Selected passage:
>>>
New evidence explains why the risk for heart failure increases with aging

New evidence explains why the risk for heart failure increases with aging

A team of researchers discovered a promising molecular target involved in heart failure in the aging heart, giving new hope for improving current therapies

According to the latest scientific results, the link between aging and the increasing risk for heart failure – and often for related cardiac hypertrophy – is a dysfunctional change in the organ’s metabolism, which leaves it without the energy it needs to work at full capacity. In a study published in the journal Circulation Research, scientists identified a gene enhancer that drives the change in metabolism and showed that inhibiting its action can – at least in the experimental model of the disease – improve heart function.

The research was coordinated by Gianluigi Condorelli, director of the Humanitas Cardio Center, head of the Laboratory of Immunology and Inflammation in Cardiovascular Disease and full professor at Humanitas University, in collaboration with Roberto Papait, associate professor at the University of Insubria.

Heart failure: if the heart runs out of fuel

Heart failure is a common yet disabling disease: it affects 600,000 people in Italy alone – 10% of all people over the age of 65 – and it is, in industrialized countries, the leading cause of disability and death in the elderly.

Although there are now several therapies that can slow the progression of heart failure – such as ACE inhibitors, sartans, anti-aldosteronic drugs or beta-blockers – the search for new, more effective therapeutic solutions is one of the main challenges facing cardiology today, and indeed several research laboratories in Humanitas are dedicated to unravel heart failure pathogenic mechanisms.
<<<
Tasks to perform:
(1) Condense the paragraph of the article on heart failure and aging that begins "According to the latest scientific results" into a short bulleted list that keeps its main facts.
(2) Write the next paragraph of the article on heart failure and aging, picking up after its final sentence.
These rows are unrelated to the article on heart failure and aging.

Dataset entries
>>>
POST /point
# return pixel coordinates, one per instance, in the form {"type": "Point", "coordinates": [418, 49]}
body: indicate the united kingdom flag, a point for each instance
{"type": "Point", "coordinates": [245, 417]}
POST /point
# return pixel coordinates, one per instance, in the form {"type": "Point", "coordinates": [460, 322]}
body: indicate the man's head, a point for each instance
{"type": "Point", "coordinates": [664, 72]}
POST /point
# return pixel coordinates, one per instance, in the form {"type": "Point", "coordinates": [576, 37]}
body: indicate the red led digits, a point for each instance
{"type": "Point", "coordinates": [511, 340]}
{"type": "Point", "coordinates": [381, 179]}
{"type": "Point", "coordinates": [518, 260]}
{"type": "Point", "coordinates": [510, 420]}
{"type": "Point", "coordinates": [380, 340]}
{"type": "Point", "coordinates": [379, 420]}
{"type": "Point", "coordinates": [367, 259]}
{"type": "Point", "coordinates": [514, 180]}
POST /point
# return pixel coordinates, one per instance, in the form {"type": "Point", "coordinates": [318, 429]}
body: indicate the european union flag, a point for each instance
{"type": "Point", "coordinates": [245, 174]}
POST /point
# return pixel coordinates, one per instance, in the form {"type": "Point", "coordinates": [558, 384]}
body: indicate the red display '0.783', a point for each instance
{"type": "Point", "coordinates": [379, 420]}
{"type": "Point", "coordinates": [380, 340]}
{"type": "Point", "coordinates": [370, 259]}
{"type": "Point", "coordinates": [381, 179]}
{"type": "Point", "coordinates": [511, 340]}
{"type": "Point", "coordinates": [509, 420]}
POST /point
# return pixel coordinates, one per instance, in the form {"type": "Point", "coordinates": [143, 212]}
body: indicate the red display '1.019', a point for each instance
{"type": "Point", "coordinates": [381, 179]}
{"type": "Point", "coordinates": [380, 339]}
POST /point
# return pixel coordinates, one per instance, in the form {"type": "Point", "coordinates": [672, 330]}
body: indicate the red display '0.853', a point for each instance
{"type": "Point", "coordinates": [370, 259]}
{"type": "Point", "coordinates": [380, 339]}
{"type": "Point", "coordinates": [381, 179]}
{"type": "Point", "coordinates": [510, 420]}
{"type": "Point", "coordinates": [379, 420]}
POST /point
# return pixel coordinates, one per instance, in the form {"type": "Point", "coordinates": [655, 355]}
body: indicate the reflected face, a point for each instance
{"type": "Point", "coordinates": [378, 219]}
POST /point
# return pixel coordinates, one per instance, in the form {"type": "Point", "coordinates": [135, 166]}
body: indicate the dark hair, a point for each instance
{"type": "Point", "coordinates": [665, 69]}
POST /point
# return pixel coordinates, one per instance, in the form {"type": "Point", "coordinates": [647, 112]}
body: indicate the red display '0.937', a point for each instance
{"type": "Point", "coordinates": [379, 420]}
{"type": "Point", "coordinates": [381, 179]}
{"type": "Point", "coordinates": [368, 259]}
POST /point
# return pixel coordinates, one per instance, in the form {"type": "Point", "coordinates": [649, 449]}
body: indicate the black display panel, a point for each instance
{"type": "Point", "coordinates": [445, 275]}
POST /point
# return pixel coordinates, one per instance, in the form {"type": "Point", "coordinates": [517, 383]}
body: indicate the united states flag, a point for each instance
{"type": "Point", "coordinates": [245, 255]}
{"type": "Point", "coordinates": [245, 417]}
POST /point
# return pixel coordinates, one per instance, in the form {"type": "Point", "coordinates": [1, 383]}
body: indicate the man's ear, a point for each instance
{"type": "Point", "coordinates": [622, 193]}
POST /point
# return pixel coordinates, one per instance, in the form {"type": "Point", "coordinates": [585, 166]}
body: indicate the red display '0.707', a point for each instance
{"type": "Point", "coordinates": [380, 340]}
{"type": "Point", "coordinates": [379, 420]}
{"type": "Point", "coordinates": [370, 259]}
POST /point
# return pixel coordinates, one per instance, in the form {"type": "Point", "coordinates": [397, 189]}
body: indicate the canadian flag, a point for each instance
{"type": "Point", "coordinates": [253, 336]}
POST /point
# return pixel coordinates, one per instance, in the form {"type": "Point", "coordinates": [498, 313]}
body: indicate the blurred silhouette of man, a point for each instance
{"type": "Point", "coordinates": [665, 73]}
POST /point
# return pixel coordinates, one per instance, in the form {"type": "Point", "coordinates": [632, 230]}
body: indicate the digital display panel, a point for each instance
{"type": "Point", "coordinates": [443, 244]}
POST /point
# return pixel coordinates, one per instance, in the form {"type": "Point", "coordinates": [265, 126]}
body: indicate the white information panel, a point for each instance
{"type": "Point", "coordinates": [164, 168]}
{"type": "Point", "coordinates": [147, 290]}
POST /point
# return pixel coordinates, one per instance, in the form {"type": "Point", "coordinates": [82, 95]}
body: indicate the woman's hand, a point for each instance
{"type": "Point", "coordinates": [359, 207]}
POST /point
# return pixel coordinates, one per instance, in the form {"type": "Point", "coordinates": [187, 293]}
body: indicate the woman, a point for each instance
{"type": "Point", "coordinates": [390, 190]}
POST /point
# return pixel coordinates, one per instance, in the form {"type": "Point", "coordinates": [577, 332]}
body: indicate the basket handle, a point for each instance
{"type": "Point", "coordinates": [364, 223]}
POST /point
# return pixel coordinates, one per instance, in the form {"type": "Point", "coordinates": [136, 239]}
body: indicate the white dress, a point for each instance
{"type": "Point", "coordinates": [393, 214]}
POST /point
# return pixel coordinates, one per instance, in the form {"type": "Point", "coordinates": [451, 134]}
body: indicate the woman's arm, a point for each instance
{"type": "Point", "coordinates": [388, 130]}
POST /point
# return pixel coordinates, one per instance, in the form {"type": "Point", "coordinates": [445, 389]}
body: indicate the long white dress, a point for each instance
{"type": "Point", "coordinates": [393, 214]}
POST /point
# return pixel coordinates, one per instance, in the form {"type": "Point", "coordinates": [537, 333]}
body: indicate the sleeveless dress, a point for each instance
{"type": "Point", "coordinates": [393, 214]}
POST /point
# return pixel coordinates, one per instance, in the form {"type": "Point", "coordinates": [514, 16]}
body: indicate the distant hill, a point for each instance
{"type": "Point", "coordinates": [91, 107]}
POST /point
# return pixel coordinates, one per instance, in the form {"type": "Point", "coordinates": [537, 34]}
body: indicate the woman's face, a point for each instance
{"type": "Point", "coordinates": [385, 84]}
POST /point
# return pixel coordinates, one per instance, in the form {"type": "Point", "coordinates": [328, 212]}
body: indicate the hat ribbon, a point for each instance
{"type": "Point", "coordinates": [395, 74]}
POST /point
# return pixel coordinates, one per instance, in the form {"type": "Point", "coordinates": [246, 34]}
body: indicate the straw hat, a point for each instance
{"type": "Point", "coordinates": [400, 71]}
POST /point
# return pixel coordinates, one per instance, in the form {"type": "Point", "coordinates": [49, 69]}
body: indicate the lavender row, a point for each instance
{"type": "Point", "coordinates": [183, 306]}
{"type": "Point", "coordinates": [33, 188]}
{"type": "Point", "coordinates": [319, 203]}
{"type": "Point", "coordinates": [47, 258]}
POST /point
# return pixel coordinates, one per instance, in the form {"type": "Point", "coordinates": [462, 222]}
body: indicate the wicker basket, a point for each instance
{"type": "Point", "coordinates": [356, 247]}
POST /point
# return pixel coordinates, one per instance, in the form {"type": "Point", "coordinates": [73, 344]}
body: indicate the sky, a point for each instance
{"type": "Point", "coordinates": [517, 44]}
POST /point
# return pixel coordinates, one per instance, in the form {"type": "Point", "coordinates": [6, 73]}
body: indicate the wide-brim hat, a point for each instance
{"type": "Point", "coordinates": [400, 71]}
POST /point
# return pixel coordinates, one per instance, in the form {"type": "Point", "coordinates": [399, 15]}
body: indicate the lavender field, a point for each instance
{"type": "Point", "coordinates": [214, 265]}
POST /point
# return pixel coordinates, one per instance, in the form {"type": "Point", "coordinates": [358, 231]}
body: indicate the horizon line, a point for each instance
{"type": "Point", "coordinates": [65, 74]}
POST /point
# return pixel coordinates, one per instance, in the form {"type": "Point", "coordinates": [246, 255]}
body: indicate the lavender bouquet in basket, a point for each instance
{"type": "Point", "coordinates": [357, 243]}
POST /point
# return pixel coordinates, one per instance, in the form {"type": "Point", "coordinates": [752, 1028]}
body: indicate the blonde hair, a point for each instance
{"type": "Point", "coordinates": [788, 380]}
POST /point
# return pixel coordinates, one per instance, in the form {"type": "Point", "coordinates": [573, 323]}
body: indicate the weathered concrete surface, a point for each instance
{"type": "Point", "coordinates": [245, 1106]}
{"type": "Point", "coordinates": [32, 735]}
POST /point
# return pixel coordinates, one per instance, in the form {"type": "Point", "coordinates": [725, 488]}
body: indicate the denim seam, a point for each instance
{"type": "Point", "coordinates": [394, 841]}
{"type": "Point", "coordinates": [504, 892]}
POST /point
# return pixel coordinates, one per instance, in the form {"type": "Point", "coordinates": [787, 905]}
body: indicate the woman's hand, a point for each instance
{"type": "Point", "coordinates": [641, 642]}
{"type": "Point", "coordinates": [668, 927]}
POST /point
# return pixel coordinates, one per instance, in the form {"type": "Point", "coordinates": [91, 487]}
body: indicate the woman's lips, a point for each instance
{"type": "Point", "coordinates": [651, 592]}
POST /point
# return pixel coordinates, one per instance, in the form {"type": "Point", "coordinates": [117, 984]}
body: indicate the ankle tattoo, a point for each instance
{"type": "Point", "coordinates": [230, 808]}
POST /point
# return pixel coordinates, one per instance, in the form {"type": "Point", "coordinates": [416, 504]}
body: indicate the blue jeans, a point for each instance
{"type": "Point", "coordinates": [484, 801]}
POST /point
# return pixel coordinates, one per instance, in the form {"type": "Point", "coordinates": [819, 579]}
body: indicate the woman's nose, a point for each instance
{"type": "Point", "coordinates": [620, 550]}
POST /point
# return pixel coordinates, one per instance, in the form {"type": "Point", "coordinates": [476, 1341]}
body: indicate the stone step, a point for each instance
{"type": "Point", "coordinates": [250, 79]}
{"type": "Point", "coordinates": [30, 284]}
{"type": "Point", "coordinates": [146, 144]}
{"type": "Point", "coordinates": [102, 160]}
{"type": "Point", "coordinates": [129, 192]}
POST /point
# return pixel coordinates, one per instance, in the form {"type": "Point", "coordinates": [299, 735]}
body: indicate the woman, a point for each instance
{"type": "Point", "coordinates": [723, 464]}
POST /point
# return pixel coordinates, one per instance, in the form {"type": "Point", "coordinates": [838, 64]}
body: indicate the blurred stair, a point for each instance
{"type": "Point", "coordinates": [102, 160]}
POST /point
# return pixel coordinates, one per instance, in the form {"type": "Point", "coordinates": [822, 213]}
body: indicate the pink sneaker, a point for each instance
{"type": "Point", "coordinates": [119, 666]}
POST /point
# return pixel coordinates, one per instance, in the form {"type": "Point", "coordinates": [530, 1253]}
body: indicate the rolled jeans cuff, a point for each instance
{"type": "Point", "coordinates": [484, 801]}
<<<
Numbered responses:
(1)
- Aging raises the risk of heart failure, and often of related cardiac hypertrophy, through a dysfunctional change in the heart's metabolism.
- This change leaves the heart without the energy it needs to work at full capacity.
- A study published in Circulation Research identified a gene enhancer that drives this metabolic change.
- Inhibiting the enhancer improved heart function, at least in the experimental model of the disease.

(2)
“Thanks to studies conducted over the past two decades, it has been gradually understood that at the root of heart failure is an energy problem: the failing heart is a heart that has run out of fuel,” Prof. Condorelli explains. “This is even more relevant when you consider that the heart is one of the most energy-consuming organs in the body, along with the brain and the muscular system. To contract on average 60 times a minute, diffusing every millimeter of our vascular system with blood, it needs a lot of energy.”

Not surprisingly, many of the drugs effective against heart failure – such as ACE inhibitors or beta-blockers – work precisely because they allow the heart to conserve energy, i.e. to make better use of the energy resources reduced by the progressing disease. But what causes this reduction in available energy? And why is this more likely to happen during aging?

Researchers unveils one of the regulators of the heart’s energy balance

Its name is p300 and is a so-called gene enhancer. Gene enhancers are regulators of cell behavior because their presence increases the likelihood that certain genes get activated.

Specifically, according to the results of the study published in Circulation Research, p300 – whose availability increases with age – alters the metabolism of heart cells. It does it by simulating a condition of reduced oxygen supply and thus shifting the cells energy needs to glycolysis, a much less efficient source of energy, that ends up leaving the heart out of fuel, contributing to the onset of heart failure.

To test the hypothesis, researchers turned off p300 using a specific inhibitor and partially recovering heart function. Although the study is limited to preclinical models, the findings open up new avenues for research into better treatments for heart failure.

“Despite aging is the primary risk factor for heart failure, the explanation for the causal link has long eluded physicians and researchers. Today we add a new, key piece to this complex puzzle: as we age, epigenetics alters heart cells energy consumption in a detrimental way, but it seems we can stop or at least delay the process. This could be the first step in developing new therapies that reduce the risk of heart failure in old age,” says Roberto Papait.